• **DOCUMENT EXCERPT**:
—————
A man who was blinded in one eye during a jealous altercation has been imprisoned for three-and-a-half years for stabbing the other man involved in the fight.
Alexander Smiley, 31, was convicted by a Grand Court jury in April this year of wounding with intent.
The jury had heard that in July 2024, Smiley, a father of two, had gone to the public beach on Cayman Brac to attend an outdoor party.
His wife was also there, but was in the company of others.
“Perhaps that fact was an early indicator of the situation between them that led to the defendant and his wife now being estranged and indeed may have been the genesis of the incident itself,” Justice Emma Peters noted in her 5 Sept. sentencing judgment, which was published recently in the Judicial Administration website.
The judge said, on the night of the assault, there appeared to be “some concern in the defendant’s mind as to his wife’s fidelity”, and he accused the complainant, whom he had not met before, of being involved with his wife.
“Recollections differed between witnesses as to exactly where and how that altercation took effect,” the judge said, “but I make clear straight away that I reject the defendant’s account that he was attacked by the complainant and others whilst he was lying on his back.”
The jurors had heard that the complainant had suffered stab wounds and a dislocated finger. They found Smiley guilty of wounding with intent in relation to the stabbing, but acquitted him of a charge of assault causing actual bodily harm in relation to the dislocated-finger injury.
—————
• **TASKS AND EXERCISES**:
(a) Render this sentence from the Cayman Brac stabbing report into Spanish: "His wife was also there, but was in the company of others."
(b) Use the Cayman Brac stabbing report to answer these:
(i) How old is Alexander Smiley?
(ii) On what date was Justice Emma Peters's sentencing judgment given?
(iii) Of which charge did the jury acquit Smiley?
(c) Extend the Cayman Brac stabbing report beyond its last sentence.
The items that come next are not needed for any of this work.

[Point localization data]
—————
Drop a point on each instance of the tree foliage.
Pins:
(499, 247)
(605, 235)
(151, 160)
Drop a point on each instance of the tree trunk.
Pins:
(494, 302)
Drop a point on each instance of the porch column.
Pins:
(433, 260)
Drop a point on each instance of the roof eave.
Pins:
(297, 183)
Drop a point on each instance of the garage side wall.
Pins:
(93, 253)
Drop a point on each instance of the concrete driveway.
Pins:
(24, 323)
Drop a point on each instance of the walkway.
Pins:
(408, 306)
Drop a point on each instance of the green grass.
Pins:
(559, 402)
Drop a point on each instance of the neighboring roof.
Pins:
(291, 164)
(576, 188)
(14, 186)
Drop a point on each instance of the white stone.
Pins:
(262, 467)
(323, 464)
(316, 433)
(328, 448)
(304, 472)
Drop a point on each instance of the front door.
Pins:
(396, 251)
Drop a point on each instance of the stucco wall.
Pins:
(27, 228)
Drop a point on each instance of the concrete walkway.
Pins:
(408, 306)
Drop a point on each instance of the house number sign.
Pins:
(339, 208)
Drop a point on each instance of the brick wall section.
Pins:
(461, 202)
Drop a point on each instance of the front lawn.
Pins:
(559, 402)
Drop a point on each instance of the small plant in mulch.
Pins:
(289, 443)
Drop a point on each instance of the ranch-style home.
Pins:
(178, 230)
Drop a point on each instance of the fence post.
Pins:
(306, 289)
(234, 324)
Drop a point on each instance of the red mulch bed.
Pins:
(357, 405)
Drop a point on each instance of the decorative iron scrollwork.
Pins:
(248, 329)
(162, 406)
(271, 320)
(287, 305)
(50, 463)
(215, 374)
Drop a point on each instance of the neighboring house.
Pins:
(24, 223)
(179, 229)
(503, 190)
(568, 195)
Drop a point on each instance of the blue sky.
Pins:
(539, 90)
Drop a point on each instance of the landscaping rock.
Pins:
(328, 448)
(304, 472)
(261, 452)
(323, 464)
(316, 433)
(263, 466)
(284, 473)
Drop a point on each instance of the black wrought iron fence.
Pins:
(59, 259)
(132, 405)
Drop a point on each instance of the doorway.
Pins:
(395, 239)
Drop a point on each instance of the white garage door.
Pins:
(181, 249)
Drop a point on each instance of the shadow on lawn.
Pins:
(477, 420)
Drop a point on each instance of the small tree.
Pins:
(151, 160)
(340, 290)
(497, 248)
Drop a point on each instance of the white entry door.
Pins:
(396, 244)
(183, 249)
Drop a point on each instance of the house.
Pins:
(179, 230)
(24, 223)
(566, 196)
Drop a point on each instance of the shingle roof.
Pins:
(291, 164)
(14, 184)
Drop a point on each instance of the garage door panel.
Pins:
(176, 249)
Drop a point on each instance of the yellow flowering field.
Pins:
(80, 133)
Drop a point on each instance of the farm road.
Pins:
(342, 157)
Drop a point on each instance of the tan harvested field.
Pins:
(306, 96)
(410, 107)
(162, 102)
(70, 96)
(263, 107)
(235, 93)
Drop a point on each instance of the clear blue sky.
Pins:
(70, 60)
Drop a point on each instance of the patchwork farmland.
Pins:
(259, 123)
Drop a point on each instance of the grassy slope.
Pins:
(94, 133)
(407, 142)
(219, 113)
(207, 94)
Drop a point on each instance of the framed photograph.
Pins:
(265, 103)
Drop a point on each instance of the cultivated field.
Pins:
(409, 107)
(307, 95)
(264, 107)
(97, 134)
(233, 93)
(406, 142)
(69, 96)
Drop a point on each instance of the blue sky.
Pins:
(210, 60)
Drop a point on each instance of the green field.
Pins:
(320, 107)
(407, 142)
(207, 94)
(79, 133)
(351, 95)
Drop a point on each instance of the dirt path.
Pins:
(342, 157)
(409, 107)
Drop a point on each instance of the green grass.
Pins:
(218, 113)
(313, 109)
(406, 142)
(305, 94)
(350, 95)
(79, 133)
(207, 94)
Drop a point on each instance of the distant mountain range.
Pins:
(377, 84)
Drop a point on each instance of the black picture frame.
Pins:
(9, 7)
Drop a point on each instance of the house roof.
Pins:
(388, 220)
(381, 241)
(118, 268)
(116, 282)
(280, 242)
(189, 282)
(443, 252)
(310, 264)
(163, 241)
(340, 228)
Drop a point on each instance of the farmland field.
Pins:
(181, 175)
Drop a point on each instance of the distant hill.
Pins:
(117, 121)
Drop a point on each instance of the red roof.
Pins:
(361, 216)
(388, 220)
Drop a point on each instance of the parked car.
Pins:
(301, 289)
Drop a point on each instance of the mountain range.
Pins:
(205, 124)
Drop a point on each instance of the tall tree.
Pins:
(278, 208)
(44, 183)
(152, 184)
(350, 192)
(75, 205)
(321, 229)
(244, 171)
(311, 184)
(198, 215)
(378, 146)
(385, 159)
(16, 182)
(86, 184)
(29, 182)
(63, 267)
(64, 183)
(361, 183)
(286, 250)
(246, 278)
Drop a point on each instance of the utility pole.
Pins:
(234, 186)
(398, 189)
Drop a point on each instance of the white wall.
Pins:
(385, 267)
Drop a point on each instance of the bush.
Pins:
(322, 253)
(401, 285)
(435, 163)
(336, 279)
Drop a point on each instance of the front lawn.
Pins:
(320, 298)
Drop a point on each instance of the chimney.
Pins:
—————
• **EXPECTED RESPONSES**:
(a) Su esposa también estaba allí, pero estaba en compañía de otras personas.

(b)
(i) 31
(ii) 5 Sept.
(iii) Assault causing actual bodily harm, in relation to the dislocated-finger injury

(c)
Peters said the not-guilty verdict returned by the jury indicated they believed Smiley could have been defending himself. However, she accepted that the jury had convicted him on the basis that he was acting in excess of what would have been lawful self-defence when he stabbed the other man four times – in the shoulder, arm, armpit and chest.
“On the evidence at trial, I accept that Mr. Smiley may have picked up that knife at some stage during the alteration. I cannot be sure that he brought that knife to the scene with him,” the judge said.
Life-changing injuries for defendant
She noted that Smiley had suffered “life-changing injuries as a result of that night”, as his left eye, which had a prior injury, was further damaged during the altercation and is now permanently blind.
How that injury occurred was not clear from the evidence, the judge observed.
In reaching her sentencing decision, the judge took into account Smiley’s “tough start in life”, as outlined in a social inquiry report. The report noted that he was born to a mother with substance misuse addictions, had been adopted by a distant relative at a few weeks of age, and “has suffered trauma though his childhood by reason of his biological mother attempting to kidnap him on a number of occasions”.
It stated that he had been bullied as a youngster and was eventually expelled from school. While noting that he had suffered from excessive alcohol consumption in the past, the report indicated that has now ceased and on the night at the beach he was not intoxicated.
The judge determined, based on the report from the Department of Community Rehabilitation, that Smiley was at high risk of re-offending.
His defence lawyer, Oliver Grimwood, in the pre-sentencing hearing, had told the judge that Smiley was a man of good character, who, until the date of sentence, had held down full-time employment. He asked the court to pass the shortest sentence possible, in light of his circumstances and the fact that the jury “must have found the defendant to have acted in lawful self-defence at some stage of the altercation”.
The judge said she “must approach this as being a case involving an excessive use of force in self-defence”, and used a starting point of five years. Stating that Smiley had, up to the incident, led “an otherwise blameless life”, and taking into account his permanent eye injury, she reached a sentence of three years and six months.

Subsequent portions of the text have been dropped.